┌─ Data for processing

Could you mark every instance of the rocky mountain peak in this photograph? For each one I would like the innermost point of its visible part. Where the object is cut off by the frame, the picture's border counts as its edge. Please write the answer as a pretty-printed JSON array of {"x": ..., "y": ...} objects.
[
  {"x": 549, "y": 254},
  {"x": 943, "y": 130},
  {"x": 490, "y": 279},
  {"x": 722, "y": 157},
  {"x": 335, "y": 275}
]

└─

What to produce:
Write out all the records again, exactly as they appear.

Written solution:
Could you mark every instance of the rocky mountain peak in this photograph? For each one I would like the innermost point of its visible part. Where the object is cut off by the frame, the picture's border counts as its edge. Please write the answer as a pretty-printed JSON array of {"x": ..., "y": ...} objects.
[
  {"x": 549, "y": 254},
  {"x": 943, "y": 130},
  {"x": 490, "y": 279},
  {"x": 722, "y": 157},
  {"x": 335, "y": 275}
]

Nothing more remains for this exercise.